→ **Exercise requirements**:
Give the entries again exactly. Skip the pictures.

→ **Data records**:
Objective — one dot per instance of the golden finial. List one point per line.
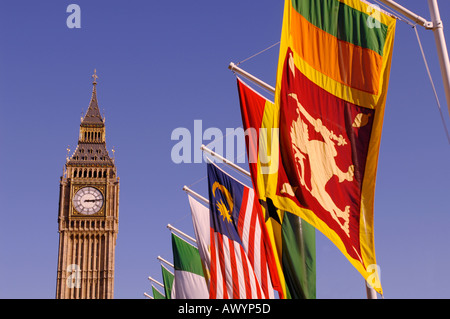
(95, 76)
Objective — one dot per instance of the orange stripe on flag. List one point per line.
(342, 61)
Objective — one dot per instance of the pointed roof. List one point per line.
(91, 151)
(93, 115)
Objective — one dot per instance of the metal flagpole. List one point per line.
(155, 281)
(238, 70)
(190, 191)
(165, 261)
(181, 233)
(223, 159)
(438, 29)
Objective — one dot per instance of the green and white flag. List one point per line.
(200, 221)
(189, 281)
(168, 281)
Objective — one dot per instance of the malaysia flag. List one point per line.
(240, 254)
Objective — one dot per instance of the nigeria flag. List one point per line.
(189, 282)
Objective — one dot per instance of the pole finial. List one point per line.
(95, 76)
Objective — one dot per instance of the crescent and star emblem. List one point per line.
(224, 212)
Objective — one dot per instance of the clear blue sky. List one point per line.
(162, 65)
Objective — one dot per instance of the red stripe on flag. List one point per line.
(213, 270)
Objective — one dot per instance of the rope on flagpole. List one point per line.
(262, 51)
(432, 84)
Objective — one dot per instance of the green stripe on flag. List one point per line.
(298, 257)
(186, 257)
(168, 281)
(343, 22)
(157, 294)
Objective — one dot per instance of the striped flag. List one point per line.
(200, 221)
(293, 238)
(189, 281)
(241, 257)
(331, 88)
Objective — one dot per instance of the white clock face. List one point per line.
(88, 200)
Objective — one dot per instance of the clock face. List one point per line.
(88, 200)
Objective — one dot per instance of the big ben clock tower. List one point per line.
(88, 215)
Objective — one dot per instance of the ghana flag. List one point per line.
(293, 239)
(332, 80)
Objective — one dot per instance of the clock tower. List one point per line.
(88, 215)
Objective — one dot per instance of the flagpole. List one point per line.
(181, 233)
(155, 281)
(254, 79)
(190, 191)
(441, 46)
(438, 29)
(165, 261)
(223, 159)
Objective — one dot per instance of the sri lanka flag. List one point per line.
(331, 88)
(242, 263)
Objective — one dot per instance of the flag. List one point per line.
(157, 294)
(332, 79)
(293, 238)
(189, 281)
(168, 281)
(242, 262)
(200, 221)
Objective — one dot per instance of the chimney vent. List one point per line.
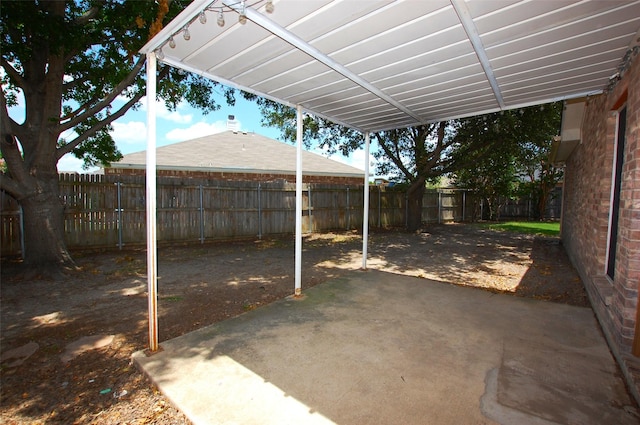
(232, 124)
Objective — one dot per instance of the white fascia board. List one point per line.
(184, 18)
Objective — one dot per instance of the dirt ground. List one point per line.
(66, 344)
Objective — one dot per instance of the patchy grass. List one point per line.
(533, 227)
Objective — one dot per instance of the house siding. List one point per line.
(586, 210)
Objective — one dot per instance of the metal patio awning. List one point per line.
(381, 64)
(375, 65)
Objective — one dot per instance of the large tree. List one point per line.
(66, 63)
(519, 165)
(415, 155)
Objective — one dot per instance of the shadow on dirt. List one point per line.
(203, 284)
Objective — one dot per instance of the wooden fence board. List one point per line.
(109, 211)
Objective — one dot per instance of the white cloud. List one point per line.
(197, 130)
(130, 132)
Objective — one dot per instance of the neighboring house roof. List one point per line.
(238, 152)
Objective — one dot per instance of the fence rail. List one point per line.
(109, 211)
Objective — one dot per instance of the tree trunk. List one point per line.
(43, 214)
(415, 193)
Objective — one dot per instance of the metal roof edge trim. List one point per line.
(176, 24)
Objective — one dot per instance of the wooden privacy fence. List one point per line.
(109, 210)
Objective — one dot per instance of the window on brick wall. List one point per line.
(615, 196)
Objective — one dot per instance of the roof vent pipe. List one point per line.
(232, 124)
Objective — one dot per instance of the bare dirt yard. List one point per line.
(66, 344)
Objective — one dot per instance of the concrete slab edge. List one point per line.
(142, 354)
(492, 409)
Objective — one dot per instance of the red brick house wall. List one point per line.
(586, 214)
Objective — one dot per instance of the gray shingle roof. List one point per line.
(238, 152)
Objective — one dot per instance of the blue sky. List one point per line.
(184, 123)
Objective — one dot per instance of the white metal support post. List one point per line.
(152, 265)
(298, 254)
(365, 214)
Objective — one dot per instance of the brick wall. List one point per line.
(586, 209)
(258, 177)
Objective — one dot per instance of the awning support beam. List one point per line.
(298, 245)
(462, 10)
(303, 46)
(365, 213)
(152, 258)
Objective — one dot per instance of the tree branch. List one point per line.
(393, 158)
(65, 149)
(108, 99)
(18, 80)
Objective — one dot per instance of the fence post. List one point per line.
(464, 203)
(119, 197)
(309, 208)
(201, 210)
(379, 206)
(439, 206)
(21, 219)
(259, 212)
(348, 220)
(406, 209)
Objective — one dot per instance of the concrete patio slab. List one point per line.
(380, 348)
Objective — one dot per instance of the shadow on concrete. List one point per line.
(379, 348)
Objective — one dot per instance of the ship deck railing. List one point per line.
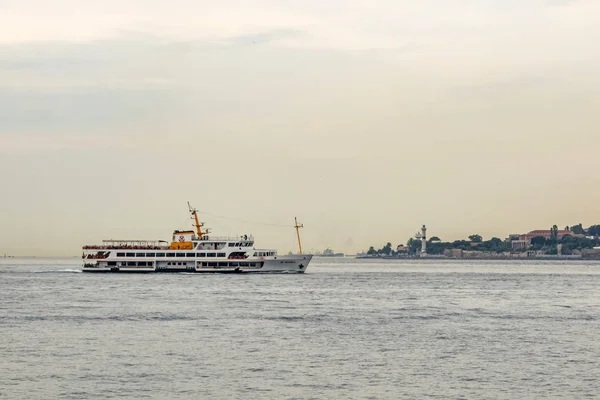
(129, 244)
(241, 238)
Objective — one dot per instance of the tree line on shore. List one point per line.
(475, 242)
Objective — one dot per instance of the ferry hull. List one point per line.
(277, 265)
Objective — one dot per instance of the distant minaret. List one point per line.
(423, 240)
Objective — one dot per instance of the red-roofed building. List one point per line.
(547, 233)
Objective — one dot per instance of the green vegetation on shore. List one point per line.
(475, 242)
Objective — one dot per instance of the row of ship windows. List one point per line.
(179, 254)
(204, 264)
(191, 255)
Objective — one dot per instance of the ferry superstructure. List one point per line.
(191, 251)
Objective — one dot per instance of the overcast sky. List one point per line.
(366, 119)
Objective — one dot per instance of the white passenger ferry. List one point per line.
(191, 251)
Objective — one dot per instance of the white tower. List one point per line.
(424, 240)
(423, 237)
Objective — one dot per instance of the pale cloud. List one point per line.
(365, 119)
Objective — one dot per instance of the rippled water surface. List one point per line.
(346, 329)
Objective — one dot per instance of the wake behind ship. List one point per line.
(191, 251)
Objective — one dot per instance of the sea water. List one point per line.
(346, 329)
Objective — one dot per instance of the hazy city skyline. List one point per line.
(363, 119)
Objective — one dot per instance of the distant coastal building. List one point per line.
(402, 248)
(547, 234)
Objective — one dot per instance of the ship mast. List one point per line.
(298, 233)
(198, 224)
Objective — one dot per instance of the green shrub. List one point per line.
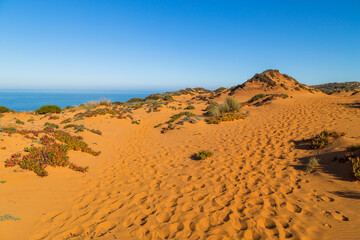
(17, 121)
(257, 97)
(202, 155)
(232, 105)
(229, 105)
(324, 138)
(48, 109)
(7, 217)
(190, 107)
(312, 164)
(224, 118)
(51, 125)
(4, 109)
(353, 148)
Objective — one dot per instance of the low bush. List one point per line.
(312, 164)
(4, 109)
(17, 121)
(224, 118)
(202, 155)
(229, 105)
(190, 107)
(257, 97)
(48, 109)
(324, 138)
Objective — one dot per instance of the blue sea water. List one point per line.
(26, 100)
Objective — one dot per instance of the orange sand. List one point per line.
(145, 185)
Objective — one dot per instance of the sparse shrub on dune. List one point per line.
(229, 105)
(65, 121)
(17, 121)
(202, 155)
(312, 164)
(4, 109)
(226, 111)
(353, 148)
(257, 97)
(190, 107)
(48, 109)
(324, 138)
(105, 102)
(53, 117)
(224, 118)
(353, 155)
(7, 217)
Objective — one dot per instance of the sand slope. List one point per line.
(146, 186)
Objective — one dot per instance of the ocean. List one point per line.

→ **Task result**:
Objective — one dot per instance of the golden finial. List one point per line.
(95, 76)
Objective — one dot per instance of the orange stripe on flag. List one point per line.
(342, 61)
Objective — one dot per instance of the pointed roof. List one point per line.
(91, 151)
(93, 115)
Objective — one dot per instance of the metal flagpole. List one point per line.
(155, 281)
(238, 70)
(190, 191)
(165, 261)
(181, 233)
(223, 159)
(438, 29)
Objective — one dot per instance of the green and white flag. List one point per line.
(200, 221)
(189, 281)
(168, 281)
Objective — one dot per instance of the malaysia flag. List one point per line.
(240, 254)
Objective — one dot per instance of the nigeria flag. List one point per line.
(189, 282)
Objective — one dot per instance of the pole finial. List one point per line.
(95, 76)
Objective — one dot per instance of the crescent and star emblem. List one point per line.
(224, 212)
Objective — one dot per instance of the clear blue sky. List one point per line.
(162, 65)
Objective — one dot per instance of the red stripe on flag. List one point per line.
(213, 270)
Objective — one dot per instance of the rope on flagpole. List one point per line.
(262, 51)
(432, 84)
Objective — one dot per instance of the green stripe on flag. List one point per line.
(298, 257)
(186, 257)
(168, 281)
(343, 22)
(157, 294)
Objective — one dot per instance of the striped flag. List one point per line.
(200, 221)
(293, 238)
(189, 281)
(241, 257)
(331, 88)
Objective — one dot per instance of the white clock face. List one point per line.
(88, 200)
Objective — one dot per instance of the clock face. List one point per line.
(88, 200)
Objective — one dot per instance of the big ben clock tower. List one point per line.
(88, 215)
Objective — one dot per instance of the ghana flag. List one point per line.
(293, 239)
(332, 80)
Objective — one dot per instance of the clock tower. List one point per line.
(88, 215)
Objective — one dot per instance of the flagpole. List one point per line.
(181, 233)
(155, 281)
(254, 79)
(190, 191)
(441, 46)
(438, 29)
(165, 261)
(223, 159)
Objective — one dot per instance of the sri lanka flag. List one point per line.
(331, 88)
(242, 263)
Objective — one dot per instance of the flag. List one point per line.
(157, 294)
(332, 79)
(293, 238)
(189, 281)
(168, 281)
(242, 262)
(200, 221)
Objective — one dot per instance of the chimney vent. List one point per line.
(232, 124)
Objective — one dot per instance of the white fascia board. List one point per line.
(184, 18)
Objective — one dot per instance of the dirt ground. List one point per line.
(66, 344)
Objective — one dot per instance of the patchy grass. List one point per line.
(533, 227)
Objective — one dot per instance of the house siding. List one point per line.
(586, 210)
Objective — one dot per instance of the metal patio awning. List one point per line.
(381, 64)
(375, 65)
Objective — one dot per instance of the large tree. List one point per line.
(66, 63)
(519, 165)
(415, 155)
Objective — one dot per instance of the shadow on dirt. List one point per line.
(203, 284)
Objective — one dot per instance of the wooden fence board. List one point per line.
(109, 211)
Objective — one dot per instance of the white cloud. List one point per line.
(197, 130)
(130, 132)
Objective — one dot per instance of the neighboring house roof. List one point per line.
(238, 152)
Objective — one dot per instance of the fence rail. List one point per line.
(109, 211)
Objective — one dot per instance of the tree trunk. List one point per line.
(43, 214)
(415, 193)
Objective — one dot per instance of the metal roof edge trim. List one point per line.
(176, 24)
Objective — one dot per instance of the wooden privacy fence. List one point per line.
(109, 210)
Objective — one dot per instance of the window on brick wall. List one point per line.
(615, 196)
Objective — one dot per instance of the roof vent pipe. List one point per line.
(232, 124)
Objective — one dot per instance of the bare dirt yard. List one point per line.
(66, 344)
Objective — one dot per instance of the concrete slab edge. List one point per line.
(142, 354)
(492, 409)
Objective — one dot per instance of the red brick house wall. List one point per line.
(586, 214)
Objective — one dot per instance of the gray shingle roof. List one point per line.
(238, 152)
Objective — one dot per instance of the blue sky. List one point per line.
(184, 123)
Objective — one dot per instance of the white metal support post. List one point per line.
(152, 265)
(298, 254)
(365, 214)
Objective — one dot per instance of the brick wall. List one point per line.
(586, 209)
(258, 177)
Objective — one dot per instance of the awning support beam. List one point per line.
(298, 245)
(462, 10)
(303, 46)
(365, 213)
(152, 258)
Objective — one dot per instance of the tree branch. List one point per line.
(393, 158)
(65, 149)
(108, 99)
(18, 80)
Objective — one dot per instance of the fence post. List one point per line.
(464, 203)
(119, 197)
(309, 208)
(201, 210)
(379, 206)
(439, 206)
(21, 219)
(259, 212)
(348, 220)
(406, 209)
Objective — one dot per instance of the concrete patio slab. List one point per line.
(380, 348)
Objective — one dot per instance of the shadow on concrete. List one point per line.
(379, 348)
Objective — one dot per instance of the ship deck railing. List one point per line.
(129, 244)
(241, 238)
Objective — one dot per instance of the tree line on shore. List one point per line.
(475, 242)
Objective — one dot per instance of the ferry hull. List one point per line.
(277, 265)
Objective — one dot per instance of the distant minaret. List one point per line.
(423, 240)
Objective — one dot per instance of the red-roofed building. List one point per line.
(547, 233)
Objective — one dot per instance of the green vegetation on shore. List one point per line.
(475, 242)
Objective — one dot per instance of the row of ship windows. List one point per line.
(179, 254)
(204, 264)
(191, 255)
Objective — one dot per instance of the ferry superstructure. List one point per line.
(191, 251)
Objective — one dot per instance of the overcast sky. List one point per line.
(366, 119)
Objective — one dot per instance of the white passenger ferry. List one point per line.
(191, 251)
Objective — one dot per instance of the white tower. List one point per line.
(424, 240)
(423, 237)
Objective — one dot per instance of the pale cloud. List one point per line.
(365, 119)
Objective — one dot per instance of the rippled water surface. List one point per line.
(346, 329)
Objective — one dot per instance of the wake behind ship. List one point per line.
(191, 251)
Objective — one dot per instance of the sea water. List one point per line.
(346, 329)
Objective — one dot per instance of the hazy city skyline. List one point per line.
(363, 119)
Objective — one dot per instance of the distant coastal building. List one point per line.
(402, 248)
(547, 234)
Objective — one dot per instance of the ship mast. List one point per line.
(298, 233)
(198, 224)
Objective — one dot per instance of the green shrub. List one point per line.
(17, 121)
(257, 97)
(202, 155)
(232, 105)
(229, 105)
(324, 138)
(48, 109)
(7, 217)
(190, 107)
(312, 164)
(224, 118)
(51, 125)
(4, 109)
(353, 148)
Objective — one dot per instance of the low bush. List one point per line.
(312, 164)
(4, 109)
(17, 121)
(224, 118)
(202, 155)
(229, 105)
(190, 107)
(257, 97)
(48, 109)
(324, 138)
Objective — one dot per instance of the blue sea water. List one point per line.
(26, 100)
Objective — one dot per instance of the orange sand. List one point per line.
(145, 185)
Objective — one dot per instance of the sparse shrub on dune. List one point per line.
(229, 105)
(65, 121)
(17, 121)
(202, 155)
(312, 164)
(4, 109)
(226, 111)
(353, 148)
(257, 97)
(190, 107)
(48, 109)
(324, 138)
(105, 102)
(53, 117)
(224, 118)
(353, 155)
(7, 217)
Objective — one dot per instance of the sand slope. List one point per line.
(146, 186)
Objective — one dot per instance of the ocean. List one point per line.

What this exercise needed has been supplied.